GOAL: Copy the data from the line containing "Trace the outline" through the line containing "For holes, rely on the even-odd rule.", word for word.
━━━━
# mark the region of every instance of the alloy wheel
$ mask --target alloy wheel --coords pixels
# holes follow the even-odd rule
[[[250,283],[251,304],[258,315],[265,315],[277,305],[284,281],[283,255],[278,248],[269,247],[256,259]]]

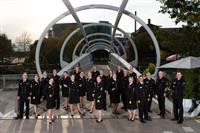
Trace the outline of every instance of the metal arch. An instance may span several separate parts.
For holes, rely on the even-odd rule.
[[[87,38],[89,38],[89,37],[92,37],[92,36],[106,36],[106,37],[110,37],[111,38],[111,35],[109,35],[109,34],[106,34],[106,33],[92,33],[92,34],[89,34],[89,35],[87,35]],[[96,39],[94,39],[94,40],[96,40]],[[105,39],[104,39],[105,40]],[[125,48],[123,47],[123,45],[122,45],[122,43],[118,40],[118,39],[116,39],[115,38],[115,40],[116,40],[116,42],[122,47],[122,50],[123,50],[123,52],[124,52],[124,54],[125,54],[125,58],[127,58],[127,53],[126,53],[126,50],[125,50]],[[77,44],[76,44],[76,46],[75,46],[75,48],[74,48],[74,51],[73,51],[73,55],[72,55],[72,57],[73,57],[73,59],[75,59],[75,53],[76,53],[76,51],[77,51],[77,48],[79,47],[79,45],[82,43],[84,41],[84,38],[82,38]],[[93,40],[91,40],[91,41],[93,41]],[[88,44],[90,44],[91,43],[91,41],[90,42],[88,42]],[[64,42],[65,43],[65,42]],[[66,44],[64,44],[63,43],[63,47],[65,47],[65,45]],[[110,43],[110,42],[109,42]],[[88,46],[88,45],[84,45],[84,46]],[[117,48],[117,47],[116,47]],[[118,49],[117,49],[118,50]],[[60,55],[60,58],[61,58],[61,56],[63,57],[63,55]],[[63,61],[63,59],[61,59],[61,61]]]
[[[97,42],[97,43],[93,43],[92,45],[90,45],[88,48],[86,48],[86,53],[90,51],[90,49],[92,49],[95,46],[101,46],[101,47],[107,47],[110,49],[111,52],[115,53],[115,49],[114,48],[110,48],[110,45],[107,43],[103,43],[103,42]]]
[[[114,37],[115,37],[116,31],[117,31],[117,27],[119,25],[119,21],[122,17],[122,14],[124,12],[124,9],[125,9],[127,3],[128,3],[128,0],[123,0],[121,5],[120,5],[120,8],[119,8],[119,11],[118,11],[118,14],[117,14],[117,18],[115,20],[114,28],[113,28],[113,33],[112,33],[112,38],[111,38],[111,46],[113,45]]]
[[[83,28],[87,28],[87,27],[90,27],[90,26],[97,26],[97,24],[98,24],[98,26],[108,26],[108,27],[114,28],[114,26],[113,26],[112,24],[107,24],[107,23],[93,23],[93,24],[87,24],[87,25],[84,25]],[[62,45],[62,48],[61,48],[61,52],[60,52],[60,62],[63,61],[63,59],[61,59],[61,58],[63,57],[64,47],[65,47],[65,45],[66,45],[65,43],[67,43],[67,42],[70,40],[70,38],[75,34],[75,32],[78,32],[79,30],[80,30],[79,28],[75,29],[75,30],[74,30],[71,34],[69,34],[69,36],[67,37],[68,40],[67,40],[67,38],[66,38],[66,40],[64,41],[64,43],[63,43],[63,45]],[[131,42],[131,45],[132,45],[132,47],[133,47],[134,54],[135,54],[135,65],[137,66],[137,65],[138,65],[138,51],[137,51],[137,47],[136,47],[134,41],[129,37],[129,35],[128,35],[124,30],[122,30],[122,29],[120,29],[120,28],[117,28],[117,30],[120,31],[121,33],[123,33],[124,36],[125,36],[126,38],[128,38],[128,40]],[[84,39],[81,39],[81,41],[83,41],[83,40],[84,40]],[[121,43],[121,42],[120,42],[120,43]],[[76,51],[76,49],[78,48],[78,46],[79,46],[79,44],[77,44],[77,45],[75,46],[74,51]],[[126,53],[126,50],[125,50],[124,46],[122,45],[122,43],[120,44],[120,46],[122,47],[122,50],[123,50],[123,52],[125,53],[125,58],[127,58],[127,53]],[[61,66],[62,66],[62,65],[61,65]]]
[[[78,24],[78,26],[80,27],[80,30],[85,38],[85,42],[86,44],[88,45],[88,40],[86,38],[86,32],[85,32],[85,29],[83,28],[83,25],[78,17],[78,15],[76,14],[75,10],[74,10],[74,7],[72,6],[72,4],[70,3],[69,0],[62,0],[63,3],[65,4],[65,6],[68,8],[69,12],[72,14],[72,16],[74,17],[76,23]]]
[[[103,42],[103,43],[106,43],[106,44],[108,44],[109,46],[110,46],[110,41],[108,41],[108,40],[105,40],[105,39],[94,39],[94,40],[91,40],[91,41],[89,41],[88,43],[89,43],[89,47],[91,46],[90,44],[91,43],[93,43],[93,42]],[[83,54],[83,52],[84,52],[84,50],[85,50],[85,48],[87,47],[87,45],[84,45],[82,48],[81,48],[81,51],[80,51],[80,54],[79,55],[82,55]],[[119,54],[120,55],[120,51],[119,51],[119,49],[116,47],[116,46],[114,46],[114,48],[113,48],[115,51],[115,53],[117,53],[117,54]],[[73,57],[73,56],[72,56]],[[75,58],[73,58],[73,59],[75,59]]]
[[[90,43],[93,43],[93,42],[106,42],[106,43],[108,43],[108,44],[111,44],[110,41],[108,41],[108,40],[106,40],[106,39],[94,39],[94,40],[89,41],[88,43],[89,43],[89,45],[90,45]],[[84,52],[86,46],[87,46],[87,45],[84,45],[84,46],[81,48],[81,51],[80,51],[80,54],[79,54],[79,55],[81,55],[81,54]],[[118,48],[116,48],[116,46],[114,46],[114,49],[115,49],[115,51],[120,55],[120,52],[119,52]],[[76,53],[76,51],[75,51],[75,53]],[[74,55],[73,55],[73,56],[74,56]],[[72,56],[72,57],[73,57],[73,56]]]
[[[92,45],[90,45],[86,50],[86,53],[88,53],[89,51],[93,50],[93,49],[97,49],[97,50],[100,50],[99,48],[101,48],[102,50],[104,49],[108,49],[109,52],[112,52],[114,53],[114,49],[113,48],[110,48],[110,45],[106,44],[106,43],[101,43],[101,42],[98,42],[98,43],[93,43]]]
[[[87,27],[91,27],[91,26],[108,26],[108,27],[113,27],[113,25],[111,25],[111,24],[106,24],[106,23],[92,23],[92,24],[86,24],[86,25],[83,25],[83,28],[87,28]],[[137,52],[137,48],[136,48],[136,46],[135,46],[135,43],[133,42],[133,40],[127,35],[127,33],[126,32],[124,32],[123,30],[121,30],[120,28],[117,28],[120,32],[122,32],[132,43],[132,46],[133,46],[133,48],[134,48],[134,53],[135,53],[135,60],[136,60],[136,62],[138,62],[138,52]],[[80,30],[80,28],[77,28],[77,29],[75,29],[73,32],[71,32],[68,36],[67,36],[67,38],[65,39],[65,41],[64,41],[64,43],[63,43],[63,45],[62,45],[62,47],[61,47],[61,51],[60,51],[60,63],[63,61],[63,54],[64,54],[64,49],[65,49],[65,47],[66,47],[66,45],[67,45],[67,42],[70,40],[70,38],[74,35],[74,34],[76,34],[78,31]],[[83,41],[84,39],[81,39],[80,41]],[[80,42],[79,41],[79,42]],[[117,41],[117,40],[116,40]],[[78,43],[79,43],[78,42]],[[121,47],[122,47],[122,50],[123,50],[123,52],[124,53],[126,53],[125,51],[125,48],[123,47],[123,45],[122,45],[122,43],[118,40],[117,41],[120,45],[121,45]],[[78,45],[76,45],[76,46],[78,46]],[[76,48],[76,46],[75,46],[75,48]],[[125,55],[125,56],[127,56],[127,55]],[[137,64],[137,63],[136,63]],[[62,66],[62,64],[61,64],[61,66]]]
[[[114,11],[118,11],[119,8],[115,7],[115,6],[111,6],[111,5],[103,5],[103,4],[92,4],[92,5],[85,5],[85,6],[80,6],[75,8],[74,10],[76,12],[78,11],[82,11],[82,10],[86,10],[86,9],[96,9],[96,8],[100,8],[100,9],[108,9],[108,10],[114,10]],[[45,28],[45,30],[43,31],[42,35],[40,36],[40,39],[38,41],[37,47],[36,47],[36,54],[35,54],[35,61],[36,61],[36,69],[38,71],[39,76],[42,76],[42,72],[41,72],[41,68],[40,68],[40,48],[42,45],[42,41],[45,38],[45,35],[48,33],[49,29],[59,20],[61,20],[62,18],[64,18],[65,16],[69,15],[70,12],[64,12],[61,15],[59,15],[57,18],[55,18],[53,21],[50,22],[50,24]],[[154,47],[156,49],[156,71],[154,72],[154,74],[158,73],[158,67],[160,66],[160,49],[159,49],[159,45],[158,42],[155,38],[155,35],[153,34],[153,32],[151,31],[151,29],[147,26],[147,24],[145,24],[145,22],[143,20],[141,20],[139,17],[135,16],[133,13],[124,10],[124,14],[128,15],[129,17],[135,19],[138,23],[140,23],[148,32],[148,34],[150,35],[153,43],[154,43]]]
━━━━
THE SOLUTION:
Trace the outline of every instance of the metal arch. An instance may span several separate parts.
For holes, rely on the even-odd rule.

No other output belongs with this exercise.